* [Exercise tasks]:
1) Using the hemolytic anemia outline, state whether each statement agrees with it, answering yes or no and quoting the deciding words: (a) Folic acid supplements appear under drug therapy. (b) The reticulocyte count is decreased. (c) Soap is advised for bathing when jaundice and pruritus are present.
2) Duplicate the hemolytic anemia outline exactly, everything from "2. May be congenital" down to "cannot compensate for.".

* [Selected passage]:
***

Hemolytic Anemia

  1. General information
    1. A category of diseases in which there is an increased rate of RBC destruction.
    2. May be congenital or acquired.
      1. Congenital: includes hereditary spherocytosis, G6PD deficiency, sickle cell anemia, thalassemia
      2. Acquired: includes transfusion incompatibilities, thrombotic thrombocytopenic purpura, disseminated intravascular clotting, spur cell anemia
    3. Cause often unknown, but erythrocyte life span is shortened and hemolysis occurs at a rate that the bone marrow cannot compensate for.
    4. The degree of anemia is determined by the lag between erythrocyte hemolysis and the rate of bone marrow erythropoiesis.
    5. Diagnosis is based on laboratory evidence of an increased rate of erythrocyte destruction and a corresponding compensatory effort by bone marrow to increase production.
  2. Medical management
    1. Identify and eliminate (if possible) causative factors
    2. Drug therapy
      1. Corticosteroids in autoimmune types of anemia
      2. Folic acid supplements
    3. Blood transfusion therapy
    4. Splenectomy (see below)
  3. Assessment findings
    1. Clinical manifestations vary depending on severity of anemia and the rate of onset (acute vs chronic)
    2. Pallor, scleral icterus, and slight jaundice (chronic)
    3. Chills, fever, irritability, precordial spasm, and pain (acute)
    4. Abdominal pain and nausea, vomiting, diarrhea, melena
    5. Hematuria, marked jaundice, and dyspnea
    6. Splenomegaly and symptoms of cholelithiasis, hepatomegaly
    7. Laboratory tests
      1. Hgb and hct decreased
      2. Reticulocyte count elevated (compensatory)
      3. Coombs' test (direct): positive if autoimmune features present
      4. Bilirubin (indirect): elevated unconjugated fraction
  4. Nursing interventions
    1. Monitor for signs and symptoms of hypoxia including confusion, cyanosis, shortness of breath, tachycardia, and palpitations.
    2. Note that the presence of jaundice may make assessment of skin color in hypoxia unreliable.
    3. If jaundice and associated pruritus are present, avoid soap during bathing and use cool or tepid water.
    4. Frequent turning and meticulous skin care are important as skin friability is increased.
    5. Teach clients about the nature of the disease and identification of factors that predispose to episodes of hemolytic crisis.

***

* [Information supplied]:
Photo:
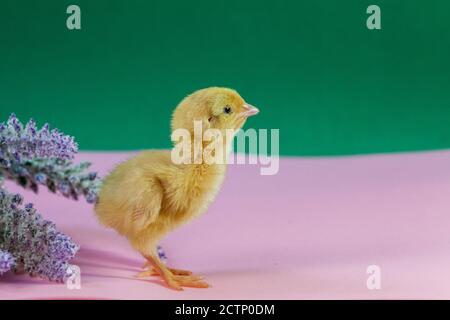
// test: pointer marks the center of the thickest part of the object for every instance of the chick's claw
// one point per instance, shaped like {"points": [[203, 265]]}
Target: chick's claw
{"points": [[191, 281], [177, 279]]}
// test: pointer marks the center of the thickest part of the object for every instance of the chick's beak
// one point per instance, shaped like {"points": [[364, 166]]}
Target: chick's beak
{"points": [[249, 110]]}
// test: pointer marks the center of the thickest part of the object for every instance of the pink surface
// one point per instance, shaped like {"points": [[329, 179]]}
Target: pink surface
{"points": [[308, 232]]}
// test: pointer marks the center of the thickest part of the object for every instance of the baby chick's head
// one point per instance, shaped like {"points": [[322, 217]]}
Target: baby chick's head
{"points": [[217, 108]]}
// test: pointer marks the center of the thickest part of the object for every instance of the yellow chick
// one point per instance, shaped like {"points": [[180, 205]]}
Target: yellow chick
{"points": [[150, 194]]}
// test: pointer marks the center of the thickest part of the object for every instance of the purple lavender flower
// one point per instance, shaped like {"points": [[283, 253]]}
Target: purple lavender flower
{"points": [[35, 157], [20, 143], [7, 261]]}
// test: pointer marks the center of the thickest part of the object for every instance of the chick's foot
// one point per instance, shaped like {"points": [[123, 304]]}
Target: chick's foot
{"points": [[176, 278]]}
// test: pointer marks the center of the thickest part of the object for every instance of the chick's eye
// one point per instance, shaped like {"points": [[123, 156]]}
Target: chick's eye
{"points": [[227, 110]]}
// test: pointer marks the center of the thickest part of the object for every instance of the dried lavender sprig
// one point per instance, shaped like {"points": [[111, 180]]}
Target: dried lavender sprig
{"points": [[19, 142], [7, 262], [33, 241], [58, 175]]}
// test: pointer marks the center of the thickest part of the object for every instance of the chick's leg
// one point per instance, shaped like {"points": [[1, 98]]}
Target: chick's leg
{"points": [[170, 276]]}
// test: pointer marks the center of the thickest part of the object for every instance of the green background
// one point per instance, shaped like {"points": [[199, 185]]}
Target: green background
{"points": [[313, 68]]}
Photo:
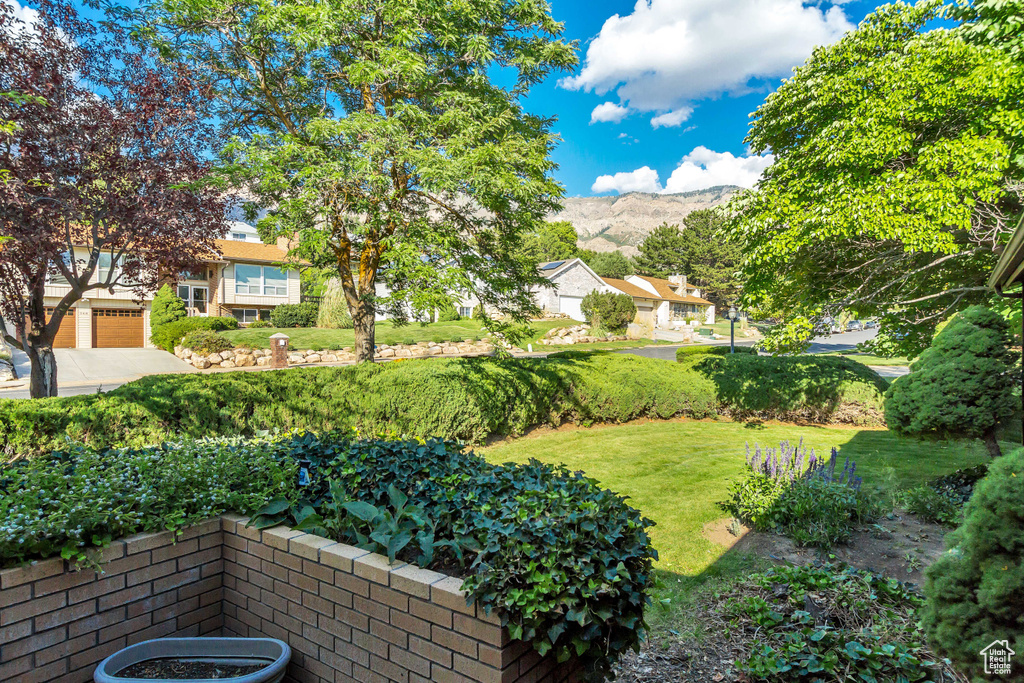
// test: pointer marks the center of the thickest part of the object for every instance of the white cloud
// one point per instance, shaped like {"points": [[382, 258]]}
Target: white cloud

***

* [Solutions]:
1)
(a) Yes: "Folic acid supplements"
(b) No: "Reticulocyte count elevated (compensatory)"
(c) No: "avoid soap during bathing and use cool or tepid water"

2)
2. May be congenital or acquired.
      1. Congenital: includes hereditary spherocytosis, G6PD deficiency, sickle cell anemia, thalassemia
      2. Acquired: includes transfusion incompatibilities, thrombotic thrombocytopenic purpura, disseminated intravascular clotting, spur cell anemia
    3. Cause often unknown, but erythrocyte life span is shortened and hemolysis occurs at a rate that the bone marrow cannot compensate for.